* REQUIRED ACTIONS:
[1] In the text on deep learning and renormalization group, decide whether each statement below agrees with it. Answer yes or no for each, and quote the words of the text that decide it.
(a) Kenneth Wilson received the Nobel Prize in Physics in 1982.
(b) Leo Kadanoff proposed the idea of coarse-graining in 1972.
(c) Under coarse-graining, four spins can be treated as a single spin.
[2] Use the text on deep learning and renormalization group to answer these questions.
(a) What is the arXiv number of the preprint by Mehta and Schwab?
(b) Which problem did Kenneth Wilson use RG to explain in 1974?
(c) What name is given to a scale-invariant system?

* EXTRACT:
════

However, whichever forms the models take, we, human beings, are essential to give the models meaning so that they are useful.

Deep learning, a collection of related neural network algorithms, has been proved successful in certain types of machine learning tasks in computer vision, speech recognition, data cleaning, and natural language processing (NLP). [Mikolov et. al. 2013] However, it was unclear how deep learning can be so successful. It looks like a black box with messy inputs and excellent outputs. So why is it so successful?

A friend of mine showed me this article in the preprint (arXiv:1410.3831) [Mehta & Schwab 2014] last year, which mathematically shows the equivalence of deep learning and renormalization group (RG). RG is a concept in theoretical physics that has been widely applied in different problems, including critical phenomena, self-organized criticality, particle physics, polymer physics, and strongly correlated electronic systems. And now, Mehta and Schwab showed that an explanation to the performance of deep learning is available through RG.

So what is RG? Before RG, Leo Kadanoff, a physics professor in University of Chicago, proposed an idea of coarse-graining in studying many-body problems in 1966. [Kadanoff 1966] In 1972, Kenneth Wilson and Michael Fisher succeeded in applying ɛ-expansion in perturbative RG to explain the critical exponents in Landau-Ginzburg-Wilson (LGW) Hamiltonian. [Wilson & Fisher 1972] This work has been the standard material of graduate physics courses. In 1974, Kenneth Wilson applied RG to explain the Kondo problem, which led to his Nobel Prize in Physics in 1982. [Wilson 1983]

RG assumes a system of scale invariance, which means the system are similar in whatever scale you are seeing. One example is the chaotic system as in Fig. 1. The system looks the same when you zoom in. We call this scale-invariant system self-similar. And physical systems closed to phase transition are self-similar. And if it is self-similar, Kadanoff’s idea of coarse-graining is then applicable, as in Fig. 2. Four spins can be viewed as one spin that “summarizes” the four spins in that block without changing the description of the physical system. This is somewhat like we “zoom out” the picture on Photoshop or Web Browser.

════

* DATA LINES:
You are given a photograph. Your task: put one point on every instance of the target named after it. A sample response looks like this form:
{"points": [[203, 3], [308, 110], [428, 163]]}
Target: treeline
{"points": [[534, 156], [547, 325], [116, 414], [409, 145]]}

════

* RESPONSES TO THE TASKS:
[1]
(a) Yes: "In 1974, Kenneth Wilson applied RG to explain the Kondo problem, which led to his Nobel Prize in Physics in 1982."
(b) No: "Leo Kadanoff, a physics professor in University of Chicago, proposed an idea of coarse-graining in studying many-body problems in 1966."
(c) Yes: "Four spins can be viewed as one spin that “summarizes” the four spins in that block"

[2]
(a) arXiv:1410.3831
(b) The Kondo problem
(c) Self-similar